Copy out each entry precisely; no image belongs in the result.

• **DATA SHOWN**
==========

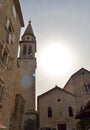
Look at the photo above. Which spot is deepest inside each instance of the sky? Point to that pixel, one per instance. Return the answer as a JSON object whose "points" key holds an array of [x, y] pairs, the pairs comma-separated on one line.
{"points": [[62, 30]]}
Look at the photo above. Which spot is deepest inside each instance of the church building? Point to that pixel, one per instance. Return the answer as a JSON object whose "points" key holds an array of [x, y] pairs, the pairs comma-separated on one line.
{"points": [[58, 107], [25, 78]]}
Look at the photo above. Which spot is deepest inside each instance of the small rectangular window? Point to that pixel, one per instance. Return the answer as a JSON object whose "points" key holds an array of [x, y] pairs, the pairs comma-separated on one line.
{"points": [[87, 87], [14, 11], [1, 92]]}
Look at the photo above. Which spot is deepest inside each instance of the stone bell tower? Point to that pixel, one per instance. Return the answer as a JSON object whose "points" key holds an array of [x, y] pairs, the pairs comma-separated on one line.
{"points": [[27, 67]]}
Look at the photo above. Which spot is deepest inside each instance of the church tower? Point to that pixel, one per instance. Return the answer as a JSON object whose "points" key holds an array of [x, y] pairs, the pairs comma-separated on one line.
{"points": [[27, 67]]}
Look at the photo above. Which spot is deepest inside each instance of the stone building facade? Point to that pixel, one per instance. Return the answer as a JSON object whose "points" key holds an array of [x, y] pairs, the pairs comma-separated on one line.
{"points": [[11, 21], [25, 78], [58, 107]]}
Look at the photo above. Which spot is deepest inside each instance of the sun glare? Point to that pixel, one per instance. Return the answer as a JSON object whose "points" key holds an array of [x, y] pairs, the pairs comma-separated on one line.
{"points": [[55, 60]]}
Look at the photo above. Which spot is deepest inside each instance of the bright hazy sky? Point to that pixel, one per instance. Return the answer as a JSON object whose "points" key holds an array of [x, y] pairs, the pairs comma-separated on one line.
{"points": [[59, 26]]}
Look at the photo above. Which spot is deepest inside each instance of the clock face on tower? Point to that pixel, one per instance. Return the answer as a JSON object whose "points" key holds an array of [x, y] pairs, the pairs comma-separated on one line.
{"points": [[26, 81]]}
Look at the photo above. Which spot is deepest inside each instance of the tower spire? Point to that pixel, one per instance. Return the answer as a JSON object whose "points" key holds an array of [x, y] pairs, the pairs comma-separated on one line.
{"points": [[29, 30]]}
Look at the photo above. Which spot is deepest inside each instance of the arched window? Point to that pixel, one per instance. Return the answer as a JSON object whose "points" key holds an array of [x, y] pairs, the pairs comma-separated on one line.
{"points": [[29, 50], [49, 112], [24, 50], [70, 110]]}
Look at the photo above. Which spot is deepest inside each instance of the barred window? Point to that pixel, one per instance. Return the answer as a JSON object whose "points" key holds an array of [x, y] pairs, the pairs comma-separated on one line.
{"points": [[49, 112], [87, 87], [70, 110]]}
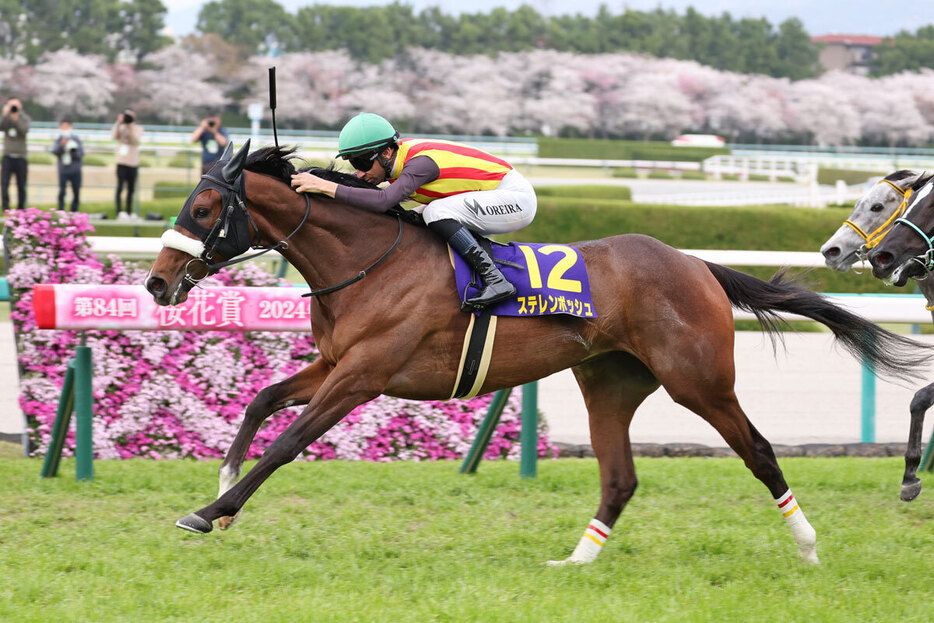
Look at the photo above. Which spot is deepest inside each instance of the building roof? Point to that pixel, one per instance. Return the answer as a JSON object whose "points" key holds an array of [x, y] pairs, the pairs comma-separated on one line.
{"points": [[848, 39]]}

==========

• **OUTPUT OF THE TASK**
Look at the photo above. Which spot is deepest inside each instance of the sky? Point to that pixel, one per instance. Return the answer as a JSON object whose "points" key holds an array of [x, y] pairs, the pairs comma-separated on one line.
{"points": [[62, 30]]}
Look at the photo above. Which spot is deepest inside each instance of the church building? Point to that pixel, one per instance. Return the answer as a JSON object whose "points" key holds an array of [x, y] pairs, the pairs comma-separated on one line.
{"points": [[58, 107], [25, 78]]}
Look at the photo above. Which spot is deepest inside each instance of the small rectangular window? Point to that pixel, one per instance. Return the answer as a JSON object whose "points" key holds an array of [x, y] pairs, the pairs comma-separated on one line.
{"points": [[87, 87], [14, 11], [1, 92]]}
Look at the photo above. Which spot is deepest inside each instance of the stone bell tower? Point to that pixel, one per instance. Return the answer as a JSON object whose "points" key holds an array of [x, y] pairs, the pairs comma-separated on one line.
{"points": [[27, 67]]}
Look at the photo above. Which spot is deepest inside each instance of the church tower? Point to that pixel, one per instance. Return the answer as a JSON object whose "points" key holds an array of [x, y] pairs, the pairs comma-separated on one line.
{"points": [[27, 67]]}
Look at the photo above. Which spot is deepest inside each instance of the stone building facade? Point to that pixel, one per instance. Return the answer as a JSON object whose "points" key holds an array of [x, y] pairs, the pairs comma-separated on one line.
{"points": [[11, 21], [25, 78], [58, 107]]}
Look at the photo above. Which spot is deepest inside each instance of the sun glare? Point to that pixel, one per instance. Return the answer as a JSON object whose "points" key holds an array of [x, y] pairs, the pairs comma-separated on one line.
{"points": [[55, 60]]}
Look at the photo above. Which spot is deepest inside each instance of the bright hazy sky? Point to that pixel, one per instance. Return the answer as a JSON object whose "points" key holds an array of [x, y] pairs, the pairs comma-separated on one line.
{"points": [[59, 26]]}
Look at the photo above. Which spot is deepest inside each instance of the clock face on tower? Point to that pixel, one per instance. Return the answer as a JSON object whose "points" key holds an array of [x, y] pairs, the pairs comma-separated on one line.
{"points": [[26, 81]]}
Look at the photo above. Which spot is deepest inside each instance of the tower spire? Point to that pixel, one per instance. Return the answer as a JSON object whose "points" key holds an array of [x, y] pairs, the pairs comma-separated on one line.
{"points": [[29, 30]]}
Look at the photo above. Which spot is deepest inside each instance of the arched window? Point to that pixel, one per instance. Return the answer as a JSON object whose "points" key holds an array of [x, y] pairs, the pairs comma-separated on one line.
{"points": [[29, 50], [49, 112], [24, 50], [70, 110]]}
Look at the photo above. Which spot is deepest inside each instance of the barred window? Point to that pixel, one per instance. Return the answer as a JSON object whose "points" key holds an array of [x, y] pairs, the pairs comma-separated on one line.
{"points": [[49, 112], [87, 87], [70, 110]]}
Look at the photo above. Which spot is deepest inside each instance of the building roof? Point to that pixel, one per instance. Return the answer as a JSON object whose "points" key holds an array of [x, y] pairs, the pairs comma-separated on one line.
{"points": [[848, 39]]}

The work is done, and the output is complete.